%%
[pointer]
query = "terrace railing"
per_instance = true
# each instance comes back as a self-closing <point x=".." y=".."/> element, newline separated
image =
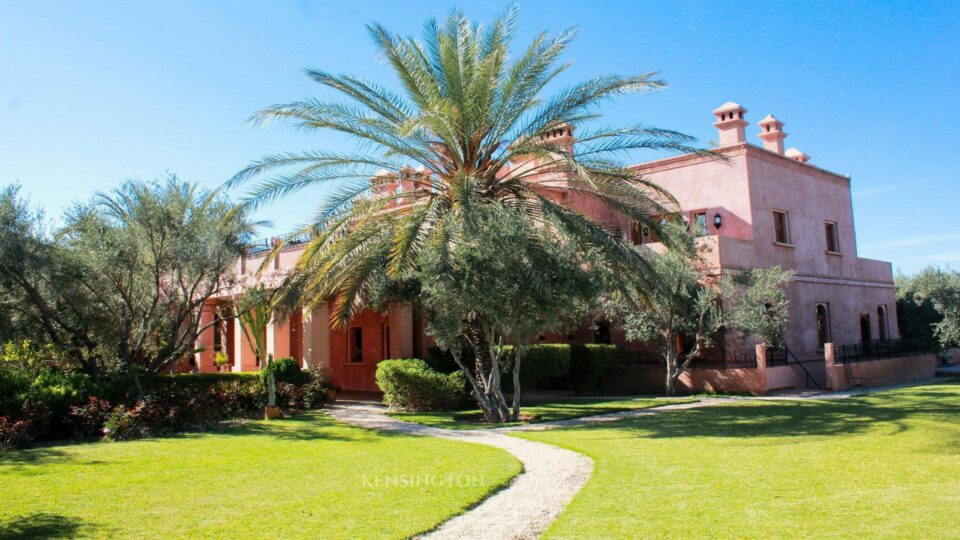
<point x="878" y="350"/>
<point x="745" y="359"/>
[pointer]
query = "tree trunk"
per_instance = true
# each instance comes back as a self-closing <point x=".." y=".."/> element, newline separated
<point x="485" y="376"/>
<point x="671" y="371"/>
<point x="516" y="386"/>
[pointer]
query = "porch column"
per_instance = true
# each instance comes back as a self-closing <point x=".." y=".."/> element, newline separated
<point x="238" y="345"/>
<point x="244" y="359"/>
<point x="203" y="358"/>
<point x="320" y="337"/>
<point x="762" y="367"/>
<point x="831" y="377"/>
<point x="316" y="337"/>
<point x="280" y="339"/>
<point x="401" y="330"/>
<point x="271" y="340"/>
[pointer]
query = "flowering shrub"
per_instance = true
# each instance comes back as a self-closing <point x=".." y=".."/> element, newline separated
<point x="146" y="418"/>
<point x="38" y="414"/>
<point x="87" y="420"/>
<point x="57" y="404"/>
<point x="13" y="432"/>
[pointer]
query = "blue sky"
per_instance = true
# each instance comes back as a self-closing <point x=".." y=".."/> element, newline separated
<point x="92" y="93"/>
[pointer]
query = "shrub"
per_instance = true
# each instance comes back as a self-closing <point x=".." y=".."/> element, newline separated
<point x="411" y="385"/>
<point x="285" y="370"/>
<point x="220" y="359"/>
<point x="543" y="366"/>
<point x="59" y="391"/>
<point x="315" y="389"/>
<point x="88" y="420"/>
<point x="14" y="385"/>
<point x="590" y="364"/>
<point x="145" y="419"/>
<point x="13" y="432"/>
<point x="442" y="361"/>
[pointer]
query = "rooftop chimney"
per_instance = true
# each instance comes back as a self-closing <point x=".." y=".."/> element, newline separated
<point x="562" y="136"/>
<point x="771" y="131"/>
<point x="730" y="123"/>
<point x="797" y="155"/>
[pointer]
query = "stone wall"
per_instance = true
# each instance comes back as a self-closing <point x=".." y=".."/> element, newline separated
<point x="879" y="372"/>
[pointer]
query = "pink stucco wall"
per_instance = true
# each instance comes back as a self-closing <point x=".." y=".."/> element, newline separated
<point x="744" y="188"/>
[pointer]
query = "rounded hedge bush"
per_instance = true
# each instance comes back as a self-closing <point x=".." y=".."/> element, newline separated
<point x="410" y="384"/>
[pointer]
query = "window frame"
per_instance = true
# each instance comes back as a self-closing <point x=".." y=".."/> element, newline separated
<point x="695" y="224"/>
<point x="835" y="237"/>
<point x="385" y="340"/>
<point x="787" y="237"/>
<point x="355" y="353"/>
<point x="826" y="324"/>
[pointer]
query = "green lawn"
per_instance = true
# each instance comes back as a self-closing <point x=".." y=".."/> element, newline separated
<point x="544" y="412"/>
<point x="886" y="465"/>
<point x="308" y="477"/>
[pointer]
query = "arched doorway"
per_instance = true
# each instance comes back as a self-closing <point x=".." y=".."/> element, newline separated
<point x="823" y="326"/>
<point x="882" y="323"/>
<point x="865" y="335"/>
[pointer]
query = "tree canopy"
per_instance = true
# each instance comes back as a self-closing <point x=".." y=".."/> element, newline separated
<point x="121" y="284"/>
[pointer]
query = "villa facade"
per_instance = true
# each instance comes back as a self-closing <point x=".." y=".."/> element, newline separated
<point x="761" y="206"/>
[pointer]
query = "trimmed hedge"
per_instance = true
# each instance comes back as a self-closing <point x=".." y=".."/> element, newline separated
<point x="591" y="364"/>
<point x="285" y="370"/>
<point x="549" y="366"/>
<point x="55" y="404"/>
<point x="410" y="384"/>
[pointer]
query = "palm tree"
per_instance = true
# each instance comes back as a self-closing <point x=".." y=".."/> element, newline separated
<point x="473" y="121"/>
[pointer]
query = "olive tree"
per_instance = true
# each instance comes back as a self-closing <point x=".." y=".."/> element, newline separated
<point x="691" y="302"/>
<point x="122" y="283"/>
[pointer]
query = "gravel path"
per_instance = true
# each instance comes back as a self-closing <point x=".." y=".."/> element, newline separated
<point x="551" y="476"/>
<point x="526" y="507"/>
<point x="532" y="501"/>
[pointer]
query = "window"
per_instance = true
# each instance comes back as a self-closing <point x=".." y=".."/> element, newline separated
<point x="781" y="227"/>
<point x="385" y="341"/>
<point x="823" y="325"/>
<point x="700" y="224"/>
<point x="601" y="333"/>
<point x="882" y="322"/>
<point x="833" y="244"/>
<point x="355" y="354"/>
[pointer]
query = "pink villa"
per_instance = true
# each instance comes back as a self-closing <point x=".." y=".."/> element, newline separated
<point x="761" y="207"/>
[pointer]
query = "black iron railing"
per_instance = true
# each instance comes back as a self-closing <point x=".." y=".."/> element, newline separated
%%
■ **How to complete this task**:
Filter the entries and copy each line with "railing".

■ **Output for this exercise**:
query = "terrace railing"
query = "black iron railing"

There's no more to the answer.